GIVEN INFORMATION:
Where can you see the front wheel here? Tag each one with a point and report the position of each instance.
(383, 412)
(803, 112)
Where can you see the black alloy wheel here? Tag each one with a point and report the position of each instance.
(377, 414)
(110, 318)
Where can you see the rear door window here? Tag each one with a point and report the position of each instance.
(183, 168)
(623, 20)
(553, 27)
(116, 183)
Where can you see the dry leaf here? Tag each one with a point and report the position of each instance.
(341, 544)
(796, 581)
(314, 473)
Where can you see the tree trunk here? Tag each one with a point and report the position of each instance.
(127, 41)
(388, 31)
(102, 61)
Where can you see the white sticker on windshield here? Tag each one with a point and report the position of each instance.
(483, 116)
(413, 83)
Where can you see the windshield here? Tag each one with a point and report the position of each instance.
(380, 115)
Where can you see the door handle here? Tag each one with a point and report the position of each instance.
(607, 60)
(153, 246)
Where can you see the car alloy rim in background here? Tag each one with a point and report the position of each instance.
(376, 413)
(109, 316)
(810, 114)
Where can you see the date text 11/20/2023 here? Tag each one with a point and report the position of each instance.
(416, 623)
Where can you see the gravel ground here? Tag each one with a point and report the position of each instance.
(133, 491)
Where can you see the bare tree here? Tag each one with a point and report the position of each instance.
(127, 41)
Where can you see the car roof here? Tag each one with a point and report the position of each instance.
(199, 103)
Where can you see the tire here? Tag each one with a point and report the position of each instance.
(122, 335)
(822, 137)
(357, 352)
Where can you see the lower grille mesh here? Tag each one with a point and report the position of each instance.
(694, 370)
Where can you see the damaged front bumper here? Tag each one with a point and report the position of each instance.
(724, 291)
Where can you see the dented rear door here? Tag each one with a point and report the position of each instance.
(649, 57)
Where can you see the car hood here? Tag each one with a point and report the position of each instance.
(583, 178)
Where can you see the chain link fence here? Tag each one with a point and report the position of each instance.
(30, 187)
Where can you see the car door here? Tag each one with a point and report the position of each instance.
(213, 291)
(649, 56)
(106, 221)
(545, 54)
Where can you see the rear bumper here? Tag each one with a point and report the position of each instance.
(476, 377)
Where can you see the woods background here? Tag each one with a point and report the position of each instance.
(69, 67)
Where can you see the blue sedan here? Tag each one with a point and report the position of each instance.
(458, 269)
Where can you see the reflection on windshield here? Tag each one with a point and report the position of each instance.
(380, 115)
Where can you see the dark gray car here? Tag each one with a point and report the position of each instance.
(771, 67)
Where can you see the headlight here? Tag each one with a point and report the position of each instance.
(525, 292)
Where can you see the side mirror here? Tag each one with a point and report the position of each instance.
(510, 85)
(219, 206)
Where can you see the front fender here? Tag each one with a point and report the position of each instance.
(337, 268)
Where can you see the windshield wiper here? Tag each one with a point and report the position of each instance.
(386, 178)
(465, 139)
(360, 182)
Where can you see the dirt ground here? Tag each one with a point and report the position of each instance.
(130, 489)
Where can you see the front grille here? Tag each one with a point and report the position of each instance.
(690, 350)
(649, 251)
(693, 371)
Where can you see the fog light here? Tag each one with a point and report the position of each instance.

ACTION ITEM: The records above are to be given again in full, exactly as written.

ANSWER SPACE:
Where can you see the front wheel here? Tag each one with a point and report the position of each instance.
(383, 412)
(803, 112)
Where can you see the black alloy wheel here? Tag each one with a point and report the position of each instance.
(377, 414)
(110, 318)
Where can you see the rear door window here? Tag each one with a point and report the position of each instance.
(183, 168)
(623, 20)
(553, 27)
(116, 183)
Where can you see the dry leaf here? Tag each one with a point and report the position of each instance.
(341, 544)
(796, 581)
(314, 473)
Where can you see the tree trunk here? Tag each one with a point and report the position of each instance.
(127, 41)
(388, 31)
(102, 61)
Where can you see the white sticker on windshield here? Tag each one with a point and report the position of each instance.
(483, 116)
(413, 83)
Where can you see the windshield here? Tag each one with a point and report the position of each instance.
(380, 115)
Where can you see the door handle here? Tag each one with a point and report the position of each instance.
(607, 60)
(153, 246)
Where can you see the car alloy rim in background here? Tag each one with a point and report the position of each instance.
(376, 413)
(109, 316)
(810, 114)
Where can you see the date text 11/20/2023 here? Tag each one with a point and report the position of each instance.
(416, 623)
Where can you see the gravel ground here? Tag each one with a point and report the position of each instance.
(133, 491)
Where can you see the bare tree here? Tag each one with a point and report the position of each instance.
(127, 41)
Where can you see the car roof here? Tag each one with a point and report the position of each instance.
(199, 103)
Where can you see the tire here? Tag each one with a point and report the position of each instance.
(122, 335)
(822, 137)
(357, 352)
Where can you see the lower grille mesh here? Tag each one with a point and report the position of each instance.
(694, 370)
Where can you see the damaged front bumper here? Tag each one with a point and report the position of each instance.
(724, 291)
Where can you see the dented rear door here? Tag each one with a point and report the position of each instance.
(649, 57)
Where can you see the car hood here? Tag each one with a point and report the position of each instance.
(583, 178)
Where can you see the chain link fence here? Tag each one with a point and report the position of each instance.
(30, 187)
Where can you see the car door here? Tag each one with a point and report the position of each instance.
(213, 291)
(649, 56)
(106, 221)
(545, 54)
Where can you see the rear bumper here? Tag each one with a point and report the position of each instance.
(476, 377)
Where can you see the woods background here? Tag each one with a point and report the position of each instance.
(69, 67)
Where can you see the blue sedan here? Tag each one with a point and report the position of each instance.
(458, 269)
Where can you see the reflection on windshield here? Tag each one with a point and report the position of each instance.
(380, 115)
Where can you see the dark gray car here? Tag each one with a point and report the position of each instance.
(771, 67)
Where can you see the headlight here? Tag each one with a point and report the position of each instance.
(525, 292)
Where can you see the side mirror here? Tag each one with a point and report the position of each instance.
(510, 85)
(219, 206)
Where can you see the front fender here? Tag each one with a point and report the position of each instance.
(337, 268)
Where can you see the windshield wiper here? Tag each one with a point and report the position of each instance.
(386, 178)
(465, 139)
(360, 182)
Where can you see the dirt ground here? Tag each one with a point and report the position of each instance.
(130, 489)
Where can you see the front grille here? Tag each one with a point and report the position of each instance.
(690, 350)
(649, 251)
(693, 371)
Where can you see the fog light here? Tag each one with a point and report the position of each instance.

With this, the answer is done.